→ Instruction 1
Output the passage of the SageMaker training walkthrough starting with "A .params file" and going on through "a new tab).", with no changes.

→ Selected extract
++++++

The save function is used for serializing a model. The function receives as argument the output of the train function, that is the model object. The model object is then serialized to two files:

A .json file which stores the architecture of the neural network.
A .params file which stores the parameters of the neural network.

def save(net, model_dir):
    y = net(mx.sym.var("data"))
    y.save("{}/model.json".format(model_dir))
    net.collect_params().save("{}/model.params".format(model_dir))

After this function gets executed, the serialized model gets packed into an artifact and then uploaded to Amazon S3.

The Amazon SageMaker script file should now look similar to this gist (opens in a new tab).

Initialising Training

Back to the Jupyter notebook, we will start training. We create an Amazon SageMaker estimator, and we configure some parameters. First, we provide the filename of the training script. Next, we need the role for execution, which you should be able to get automatically if running on the notebook instance. We will use a single GPU (more expensive) machine to do the training. We will train for 5 epochs and use batches of 64 samples. Lastly, training will execute in a Python 3 environment.

estimator = sagemaker.mxnet.MXNet("object-counting-sagemaker-script.py",
          role=sagemaker.get_execution_role(),
          train_instance_count=1,
          train_instance_type="ml.p2.xlarge",
          hyperparameters={"epochs": 5},
          py_version="py3")

We now trigger the training execution and wait for about 10 minutes. The input to the fit function is the S3 path where the train and validation data was uploaded. This information is used automatically by the framework for making the data available on the training machine.

estimator.fit(inputs)

The notebook outputs some information, but it gets interesting towards the last part. Here is a sample:

Epoch :0 loss: 56.1768 perf_test: 0.20 perf_val: 0.21
Epoch :1 loss: 0.7820 perf_test: 0.61 perf_val: 0.59
Epoch :2 loss: 0.1410 perf_test: 0.90 perf_val: 0.87
Epoch :3 loss: 0.1065 perf_test: 0.89 perf_val: 0.90
Epoch :4 loss: 0.0920 perf_test: 0.88 perf_val: 0.86
===== Job Complete =====
Billable seconds: 324

This shows us how training performs. Also, you can see how I was billed for 324 seconds, which is about 5 minutes, so approximately 10 cents. The cool thing is that I paid for using GPU power in an optimized fashion. I have not used the GPU for data processing which I already did, and it also has not idled.

At this point, there should be an artifact on S3 containing the serialized model.

Amazon SageMaker Script - Part II - Deployment

It is now time to put our model to good use by creating a real-life application endpoint that can be queried online. The way deployment works is that a new machine is launched which acts as a REST endpoint. The API it exposes can then be used to make inferences. The endpoint machine has a copy of the artifact generated when training. It uses the Amazon SageMaker script to load the embedded model.

Since we are using a Gluon model we need to specify in the Amazon SageMaker script a few things:

How the model is loaded.
What are the transformations applied to the incoming data.
How is prediction executed.
How is the data returned to the client.

++++++

→ Instruction 2
Update the listing, starting with the line with "white saucer in this photo." and going on through the end of the listing: replace "tally" with "survey", keep everything else unchanged, and return only those lines.

→ Given information
++++++

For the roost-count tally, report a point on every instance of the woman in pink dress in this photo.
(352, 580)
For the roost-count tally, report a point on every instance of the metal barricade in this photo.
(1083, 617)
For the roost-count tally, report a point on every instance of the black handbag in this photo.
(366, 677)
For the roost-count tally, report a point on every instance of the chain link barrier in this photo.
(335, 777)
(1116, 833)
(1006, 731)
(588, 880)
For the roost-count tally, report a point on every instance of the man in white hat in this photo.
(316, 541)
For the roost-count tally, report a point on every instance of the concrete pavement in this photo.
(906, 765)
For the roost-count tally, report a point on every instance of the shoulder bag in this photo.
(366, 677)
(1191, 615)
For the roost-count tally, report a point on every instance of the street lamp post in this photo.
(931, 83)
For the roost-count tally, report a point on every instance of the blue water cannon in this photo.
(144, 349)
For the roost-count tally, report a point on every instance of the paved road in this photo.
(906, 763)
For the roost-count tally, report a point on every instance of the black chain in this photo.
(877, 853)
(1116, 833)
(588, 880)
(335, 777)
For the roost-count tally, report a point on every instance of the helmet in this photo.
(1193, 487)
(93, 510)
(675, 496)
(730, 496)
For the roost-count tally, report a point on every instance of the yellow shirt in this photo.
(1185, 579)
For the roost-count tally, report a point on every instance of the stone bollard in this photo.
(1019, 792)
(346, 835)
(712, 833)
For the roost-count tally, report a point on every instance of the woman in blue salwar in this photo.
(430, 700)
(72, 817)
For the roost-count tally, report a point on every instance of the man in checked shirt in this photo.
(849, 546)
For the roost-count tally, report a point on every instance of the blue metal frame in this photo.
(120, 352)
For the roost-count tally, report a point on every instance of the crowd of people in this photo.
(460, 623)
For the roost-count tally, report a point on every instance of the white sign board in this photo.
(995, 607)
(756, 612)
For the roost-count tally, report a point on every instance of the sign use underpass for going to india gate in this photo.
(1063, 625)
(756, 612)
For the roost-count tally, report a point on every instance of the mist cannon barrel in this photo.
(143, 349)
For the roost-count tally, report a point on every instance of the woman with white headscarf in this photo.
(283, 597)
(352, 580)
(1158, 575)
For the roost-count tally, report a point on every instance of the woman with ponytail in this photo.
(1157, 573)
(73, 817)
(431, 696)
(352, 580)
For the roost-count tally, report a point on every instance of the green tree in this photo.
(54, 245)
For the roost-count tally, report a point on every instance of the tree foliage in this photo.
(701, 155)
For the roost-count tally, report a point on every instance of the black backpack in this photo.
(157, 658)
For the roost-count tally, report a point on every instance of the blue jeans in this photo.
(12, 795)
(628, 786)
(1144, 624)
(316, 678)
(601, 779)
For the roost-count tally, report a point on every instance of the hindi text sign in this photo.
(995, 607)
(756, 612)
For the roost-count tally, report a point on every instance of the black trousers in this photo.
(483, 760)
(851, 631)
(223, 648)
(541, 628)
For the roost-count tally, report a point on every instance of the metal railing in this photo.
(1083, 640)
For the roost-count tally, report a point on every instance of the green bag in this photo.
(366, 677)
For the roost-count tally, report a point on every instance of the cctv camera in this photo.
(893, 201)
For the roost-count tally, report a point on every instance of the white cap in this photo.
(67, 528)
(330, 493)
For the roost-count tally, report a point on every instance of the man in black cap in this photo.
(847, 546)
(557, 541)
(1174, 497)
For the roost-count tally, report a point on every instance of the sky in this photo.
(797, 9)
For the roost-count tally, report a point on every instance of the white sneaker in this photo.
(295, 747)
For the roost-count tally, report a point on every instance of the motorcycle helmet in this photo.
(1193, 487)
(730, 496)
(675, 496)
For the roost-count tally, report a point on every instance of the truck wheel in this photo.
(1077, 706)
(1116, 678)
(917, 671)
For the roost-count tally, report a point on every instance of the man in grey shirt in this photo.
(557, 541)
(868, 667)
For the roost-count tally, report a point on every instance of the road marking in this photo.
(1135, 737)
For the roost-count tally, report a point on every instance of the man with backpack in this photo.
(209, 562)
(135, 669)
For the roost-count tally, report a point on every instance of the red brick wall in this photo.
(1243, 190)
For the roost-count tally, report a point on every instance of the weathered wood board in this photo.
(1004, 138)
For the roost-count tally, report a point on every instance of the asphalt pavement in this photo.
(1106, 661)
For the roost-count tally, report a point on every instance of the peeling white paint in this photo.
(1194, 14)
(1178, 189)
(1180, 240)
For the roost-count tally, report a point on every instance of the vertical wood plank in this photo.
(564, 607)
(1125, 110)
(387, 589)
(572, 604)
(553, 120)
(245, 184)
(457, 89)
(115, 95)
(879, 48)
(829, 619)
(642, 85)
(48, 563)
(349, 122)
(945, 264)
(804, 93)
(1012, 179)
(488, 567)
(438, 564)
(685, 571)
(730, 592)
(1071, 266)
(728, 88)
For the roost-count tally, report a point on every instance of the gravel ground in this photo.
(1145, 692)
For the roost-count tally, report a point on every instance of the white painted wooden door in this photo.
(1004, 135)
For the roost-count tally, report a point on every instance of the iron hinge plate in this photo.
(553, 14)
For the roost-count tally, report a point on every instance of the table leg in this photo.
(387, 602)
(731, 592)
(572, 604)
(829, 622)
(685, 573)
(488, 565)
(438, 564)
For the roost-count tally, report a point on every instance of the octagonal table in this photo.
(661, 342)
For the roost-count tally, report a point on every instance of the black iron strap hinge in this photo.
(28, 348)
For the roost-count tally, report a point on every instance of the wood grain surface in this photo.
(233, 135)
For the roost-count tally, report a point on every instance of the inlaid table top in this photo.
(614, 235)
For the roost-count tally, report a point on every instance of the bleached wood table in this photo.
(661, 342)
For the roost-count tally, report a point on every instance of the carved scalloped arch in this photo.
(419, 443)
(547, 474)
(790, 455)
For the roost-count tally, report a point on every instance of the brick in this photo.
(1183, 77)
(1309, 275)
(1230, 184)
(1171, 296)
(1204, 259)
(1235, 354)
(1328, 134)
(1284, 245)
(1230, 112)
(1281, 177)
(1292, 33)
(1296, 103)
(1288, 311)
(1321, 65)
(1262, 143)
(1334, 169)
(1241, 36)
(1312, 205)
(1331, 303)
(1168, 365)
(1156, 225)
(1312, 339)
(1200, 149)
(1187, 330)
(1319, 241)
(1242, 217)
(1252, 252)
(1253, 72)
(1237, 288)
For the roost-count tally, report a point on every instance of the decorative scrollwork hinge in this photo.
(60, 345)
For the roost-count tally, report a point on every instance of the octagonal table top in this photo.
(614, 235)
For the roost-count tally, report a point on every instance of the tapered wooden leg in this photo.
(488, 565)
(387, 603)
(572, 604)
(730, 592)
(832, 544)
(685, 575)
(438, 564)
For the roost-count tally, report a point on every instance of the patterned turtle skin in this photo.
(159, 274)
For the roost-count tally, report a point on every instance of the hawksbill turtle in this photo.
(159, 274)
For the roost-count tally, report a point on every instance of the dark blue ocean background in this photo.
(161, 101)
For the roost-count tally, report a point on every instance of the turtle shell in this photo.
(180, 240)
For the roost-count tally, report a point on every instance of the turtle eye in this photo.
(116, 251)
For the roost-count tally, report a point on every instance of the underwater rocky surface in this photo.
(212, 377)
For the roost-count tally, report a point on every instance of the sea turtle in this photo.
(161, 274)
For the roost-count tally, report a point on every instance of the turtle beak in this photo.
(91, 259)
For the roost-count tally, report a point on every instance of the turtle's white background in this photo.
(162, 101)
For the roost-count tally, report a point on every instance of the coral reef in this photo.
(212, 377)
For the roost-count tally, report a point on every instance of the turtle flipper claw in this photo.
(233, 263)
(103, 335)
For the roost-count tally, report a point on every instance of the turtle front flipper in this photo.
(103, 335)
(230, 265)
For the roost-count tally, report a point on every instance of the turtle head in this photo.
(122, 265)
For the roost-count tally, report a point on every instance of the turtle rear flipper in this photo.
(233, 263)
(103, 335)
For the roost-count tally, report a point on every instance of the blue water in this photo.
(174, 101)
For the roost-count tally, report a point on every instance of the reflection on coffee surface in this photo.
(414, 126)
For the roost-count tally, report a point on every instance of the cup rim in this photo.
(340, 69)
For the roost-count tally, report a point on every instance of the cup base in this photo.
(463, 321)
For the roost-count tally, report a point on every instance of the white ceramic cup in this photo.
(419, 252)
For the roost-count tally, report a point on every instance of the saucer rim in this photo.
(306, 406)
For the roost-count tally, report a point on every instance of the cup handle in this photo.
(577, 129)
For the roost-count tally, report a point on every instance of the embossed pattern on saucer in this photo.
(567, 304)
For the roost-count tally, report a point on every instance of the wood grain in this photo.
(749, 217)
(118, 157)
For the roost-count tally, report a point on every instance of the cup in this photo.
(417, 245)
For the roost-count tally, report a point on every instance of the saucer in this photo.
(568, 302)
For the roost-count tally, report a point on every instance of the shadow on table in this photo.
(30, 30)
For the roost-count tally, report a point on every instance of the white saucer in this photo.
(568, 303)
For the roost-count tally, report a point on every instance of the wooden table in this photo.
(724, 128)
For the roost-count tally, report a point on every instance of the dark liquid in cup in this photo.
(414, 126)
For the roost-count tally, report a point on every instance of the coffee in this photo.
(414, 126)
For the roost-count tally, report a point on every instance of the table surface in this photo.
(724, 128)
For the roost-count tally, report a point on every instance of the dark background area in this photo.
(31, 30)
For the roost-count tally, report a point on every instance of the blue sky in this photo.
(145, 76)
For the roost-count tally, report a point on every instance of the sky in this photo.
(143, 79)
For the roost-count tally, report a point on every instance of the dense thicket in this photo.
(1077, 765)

++++++

→ Full response 1
A .params file which stores the parameters of the neural network.

def save(net, model_dir):
    y = net(mx.sym.var("data"))
    y.save("{}/model.json".format(model_dir))
    net.collect_params().save("{}/model.params".format(model_dir))

After this function gets executed, the serialized model gets packed into an artifact and then uploaded to Amazon S3.

The Amazon SageMaker script file should now look similar to this gist (opens in a new tab).

→ Full response 2
For the roost-count survey, report a point on every instance of the white saucer in this photo.
(568, 303)
For the roost-count survey, report a point on every instance of the wooden table in this photo.
(724, 128)
For the roost-count survey, report a point on every instance of the dark liquid in cup in this photo.
(414, 126)
For the roost-count survey, report a point on every instance of the coffee in this photo.
(414, 126)
For the roost-count survey, report a point on every instance of the table surface in this photo.
(724, 128)
For the roost-count survey, report a point on every instance of the dark background area in this photo.
(31, 30)
For the roost-count survey, report a point on every instance of the blue sky in this photo.
(145, 76)
For the roost-count survey, report a point on every instance of the sky in this photo.
(143, 79)
For the roost-count survey, report a point on every instance of the dense thicket in this photo.
(1077, 765)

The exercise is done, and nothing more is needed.